▶ _What you have to do_
Copy out every line of the data exactly.

● ● ● ● ● ● ●

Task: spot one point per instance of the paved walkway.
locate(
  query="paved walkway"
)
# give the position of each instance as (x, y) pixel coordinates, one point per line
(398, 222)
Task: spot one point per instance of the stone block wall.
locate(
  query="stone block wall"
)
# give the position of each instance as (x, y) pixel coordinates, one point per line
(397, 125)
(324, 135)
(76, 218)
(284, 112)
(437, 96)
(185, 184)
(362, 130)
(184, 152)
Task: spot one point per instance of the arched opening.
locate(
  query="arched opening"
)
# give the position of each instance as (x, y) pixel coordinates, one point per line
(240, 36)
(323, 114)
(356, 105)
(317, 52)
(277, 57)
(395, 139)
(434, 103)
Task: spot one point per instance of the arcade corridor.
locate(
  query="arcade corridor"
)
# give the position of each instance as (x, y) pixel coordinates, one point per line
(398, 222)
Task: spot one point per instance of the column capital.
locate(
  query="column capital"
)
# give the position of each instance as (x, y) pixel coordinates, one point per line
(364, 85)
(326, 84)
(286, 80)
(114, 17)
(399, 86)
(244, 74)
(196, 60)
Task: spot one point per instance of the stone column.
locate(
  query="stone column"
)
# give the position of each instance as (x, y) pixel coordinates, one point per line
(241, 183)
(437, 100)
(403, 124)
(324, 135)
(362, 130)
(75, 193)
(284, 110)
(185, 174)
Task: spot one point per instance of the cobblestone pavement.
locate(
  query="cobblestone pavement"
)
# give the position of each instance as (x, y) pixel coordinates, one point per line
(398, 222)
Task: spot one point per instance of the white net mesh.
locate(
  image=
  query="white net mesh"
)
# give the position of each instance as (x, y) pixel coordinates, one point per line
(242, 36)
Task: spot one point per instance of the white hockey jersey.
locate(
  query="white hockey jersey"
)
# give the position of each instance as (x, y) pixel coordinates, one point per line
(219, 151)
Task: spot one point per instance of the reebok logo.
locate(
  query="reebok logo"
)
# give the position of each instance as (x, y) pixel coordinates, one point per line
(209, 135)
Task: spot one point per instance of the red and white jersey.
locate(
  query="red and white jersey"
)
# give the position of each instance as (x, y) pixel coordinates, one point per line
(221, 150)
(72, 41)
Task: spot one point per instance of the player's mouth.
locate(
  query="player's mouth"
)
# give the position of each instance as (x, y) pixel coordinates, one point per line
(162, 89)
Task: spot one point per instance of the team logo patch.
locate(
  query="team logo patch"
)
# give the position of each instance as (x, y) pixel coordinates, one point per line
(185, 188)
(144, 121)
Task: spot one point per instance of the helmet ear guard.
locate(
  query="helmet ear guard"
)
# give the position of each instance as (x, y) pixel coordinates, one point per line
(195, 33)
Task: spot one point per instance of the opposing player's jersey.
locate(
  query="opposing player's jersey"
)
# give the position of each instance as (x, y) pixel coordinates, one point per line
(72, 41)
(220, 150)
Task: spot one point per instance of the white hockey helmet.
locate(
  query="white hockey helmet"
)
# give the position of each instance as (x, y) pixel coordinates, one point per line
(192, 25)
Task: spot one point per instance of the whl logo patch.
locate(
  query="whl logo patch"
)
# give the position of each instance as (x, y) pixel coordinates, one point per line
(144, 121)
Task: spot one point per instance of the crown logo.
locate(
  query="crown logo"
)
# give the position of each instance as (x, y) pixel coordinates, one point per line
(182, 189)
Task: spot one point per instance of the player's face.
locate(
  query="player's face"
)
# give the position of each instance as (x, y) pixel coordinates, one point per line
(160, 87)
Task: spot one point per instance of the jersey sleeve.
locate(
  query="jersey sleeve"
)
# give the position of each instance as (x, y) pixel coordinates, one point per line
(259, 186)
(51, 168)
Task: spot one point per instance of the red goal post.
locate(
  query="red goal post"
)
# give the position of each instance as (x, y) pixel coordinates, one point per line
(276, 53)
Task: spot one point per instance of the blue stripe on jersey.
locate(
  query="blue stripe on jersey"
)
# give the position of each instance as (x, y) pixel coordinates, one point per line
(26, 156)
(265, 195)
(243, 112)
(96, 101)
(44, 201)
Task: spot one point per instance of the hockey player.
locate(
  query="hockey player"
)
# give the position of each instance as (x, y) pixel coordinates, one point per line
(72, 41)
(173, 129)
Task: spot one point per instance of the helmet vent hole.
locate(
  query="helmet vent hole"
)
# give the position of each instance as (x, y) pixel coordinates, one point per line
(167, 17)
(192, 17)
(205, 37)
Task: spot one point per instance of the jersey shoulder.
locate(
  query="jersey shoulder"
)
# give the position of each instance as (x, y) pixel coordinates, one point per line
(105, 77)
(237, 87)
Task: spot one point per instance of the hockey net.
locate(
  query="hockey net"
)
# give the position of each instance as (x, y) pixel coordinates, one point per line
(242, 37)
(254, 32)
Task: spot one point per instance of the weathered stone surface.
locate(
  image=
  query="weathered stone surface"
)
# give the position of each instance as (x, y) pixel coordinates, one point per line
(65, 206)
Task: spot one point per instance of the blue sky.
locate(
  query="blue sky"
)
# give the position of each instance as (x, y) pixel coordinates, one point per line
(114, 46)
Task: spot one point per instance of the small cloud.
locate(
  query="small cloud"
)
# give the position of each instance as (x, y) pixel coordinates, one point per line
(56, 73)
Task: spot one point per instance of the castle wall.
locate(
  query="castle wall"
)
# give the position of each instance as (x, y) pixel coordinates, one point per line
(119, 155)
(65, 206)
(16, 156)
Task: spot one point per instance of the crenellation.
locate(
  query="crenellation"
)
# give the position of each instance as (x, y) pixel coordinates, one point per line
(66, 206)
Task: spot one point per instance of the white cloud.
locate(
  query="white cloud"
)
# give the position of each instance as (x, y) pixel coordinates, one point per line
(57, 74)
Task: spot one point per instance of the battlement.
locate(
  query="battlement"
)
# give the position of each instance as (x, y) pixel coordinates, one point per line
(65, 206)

● ● ● ● ● ● ●

▶ _Worked solution_
Task: spot one point per instance of the paved walkway.
locate(
  query="paved walkway"
)
# give the position of each instance as (x, y) pixel coordinates, one point per line
(398, 222)
Task: spot one point per instance of the stone block wall.
locate(
  query="stone block wall"
)
# give the position of each instance as (x, y) pixel coordinates, one point per line
(397, 125)
(324, 135)
(76, 218)
(284, 112)
(437, 96)
(185, 184)
(362, 130)
(184, 152)
Task: spot one point per instance of the arched opening.
locate(
  query="arched opening"
)
# give the position of each instance as (x, y) pixel coordinates, one point per line
(240, 36)
(323, 114)
(356, 105)
(317, 52)
(277, 57)
(395, 139)
(434, 103)
Task: spot one point per instance of the arcade corridor.
locate(
  query="arcade corridor"
)
# give the position of each instance as (x, y) pixel coordinates, one point per line
(398, 222)
Task: spot one point per instance of the column capital.
locate(
  query="column capital"
)
# give the position of each instance as (x, y) pixel coordinates, one point per line
(364, 85)
(326, 84)
(286, 80)
(114, 17)
(399, 86)
(244, 74)
(196, 60)
Task: spot one point per instance of the stone column.
locate(
  query="stone column"
)
# give the position of each instance as (x, y) pixel coordinates, one point per line
(241, 183)
(437, 100)
(403, 124)
(324, 135)
(362, 130)
(75, 193)
(284, 110)
(185, 174)
Task: spot one point per instance of the cobblestone pavement.
locate(
  query="cobblestone pavement"
)
# give the position of each instance as (x, y) pixel coordinates, one point per line
(398, 222)
Task: spot one point per instance of the white net mesh.
locate(
  image=
  query="white net mesh"
)
# give the position of each instance as (x, y) pixel coordinates, one point per line
(242, 36)
Task: spot one point per instance of the white hockey jersey.
locate(
  query="white hockey jersey"
)
# give the position of each instance as (x, y) pixel coordinates, one point per line
(219, 151)
Task: spot one point per instance of the reebok logo.
locate(
  query="reebok logo"
)
# give the position of each instance as (x, y) pixel coordinates, one point per line
(209, 135)
Task: spot one point per instance of the red and white jersey.
locate(
  query="red and white jersey"
)
# give the position of each instance as (x, y) pixel coordinates, one point per line
(221, 150)
(72, 41)
Task: spot one point per instance of the player's mouth.
locate(
  query="player's mouth"
)
# give the position of each instance as (x, y) pixel coordinates, one point per line
(162, 89)
Task: spot one point per instance of the team logo patch.
locate(
  query="team logo patch"
)
# give the position of each instance as (x, y) pixel coordinates, one point per line
(185, 188)
(144, 121)
Task: spot one point per instance of the helmet ear guard.
locate(
  query="helmet ear guard"
)
# give the position of each instance as (x, y) pixel coordinates, one point per line
(195, 33)
Task: spot one point per instance of the opposing player's jersey.
locate(
  query="opposing player's jersey"
)
# give the position of each instance as (x, y) pixel coordinates, one point per line
(72, 41)
(220, 150)
Task: spot one point per instance of the white hockey helmet.
locate(
  query="white hockey helmet"
)
# give the position of each instance as (x, y) pixel coordinates, one point per line
(192, 25)
Task: spot one point per instance of the whl logo patch.
locate(
  query="whl logo patch"
)
# give the position of each instance as (x, y) pixel coordinates, one point per line
(144, 121)
Task: spot one point per instance of the crown logo.
locate(
  query="crown logo"
)
# give the position of each instance as (x, y) pixel coordinates, one point per line
(182, 189)
Task: spot one point per instance of the player's face.
locate(
  query="player's face"
)
# give the position of each instance as (x, y) pixel coordinates, one point per line
(160, 87)
Task: spot one point per instance of the jersey sleeve.
locate(
  query="jersey sleeve"
)
# give the position of each instance as (x, y) pixel coordinates, one point per line
(259, 186)
(51, 168)
Task: spot one point per instance of the red goal post.
locate(
  query="red goal post"
)
# give the position of each instance as (x, y) pixel coordinates, one point per line
(276, 53)
Task: spot one point per instance of the blue stripe on jersey.
locate(
  query="blue stripe on jersey"
)
# give the position of each instance as (x, y) pixel coordinates, one point per line
(26, 156)
(265, 195)
(243, 112)
(96, 101)
(44, 201)
Task: spot one point per instance of the hockey player.
locate(
  query="hockey player"
)
# give the position of each instance as (x, y) pixel coordinates, one point per line
(72, 41)
(173, 129)
Task: spot one point per instance of the helmet vent hole.
locate(
  query="helmet vent hole"
)
# give the position of each instance as (x, y) pixel coordinates, one point per line
(167, 17)
(192, 17)
(205, 37)
Task: spot one point per instance of the jersey shoulder.
locate(
  query="jersey shoulder"
)
# give the position of each instance as (x, y) pixel coordinates, one point per line
(105, 77)
(237, 87)
Task: spot one point per instance of the hockey net.
locate(
  query="hockey net"
)
# give the position of each instance as (x, y) pixel coordinates, one point per line
(242, 37)
(254, 32)
Task: spot one point per instance of the weathered stone surface.
locate(
  image=
  query="weathered stone surface"
)
# give the position of each instance as (x, y) pixel coordinates, one point per line
(65, 206)
Task: spot one point per instance of the blue sky.
locate(
  query="blue sky"
)
# give the position of each instance as (x, y) pixel coordinates, one point per line
(114, 46)
Task: spot one point per instance of the small cloud.
locate(
  query="small cloud"
)
# give the position of each instance as (x, y) pixel coordinates, one point per line
(56, 73)
Task: spot one point per instance of the castle wall.
locate(
  query="castle wall"
)
# give the position of each instance as (x, y) pixel coordinates, one point per line
(119, 155)
(65, 206)
(16, 156)
Task: spot one point per instance of the crenellation.
locate(
  query="crenellation"
)
# give the position of each instance as (x, y) pixel coordinates, one point per line
(66, 206)
Task: spot one point per instance of the white cloud.
locate(
  query="white cloud"
)
# give the position of each instance as (x, y) pixel coordinates, one point per line
(57, 74)
Task: spot one point per instance of the battlement.
locate(
  query="battlement"
)
# give the position of each instance as (x, y) pixel coordinates, one point per line
(65, 206)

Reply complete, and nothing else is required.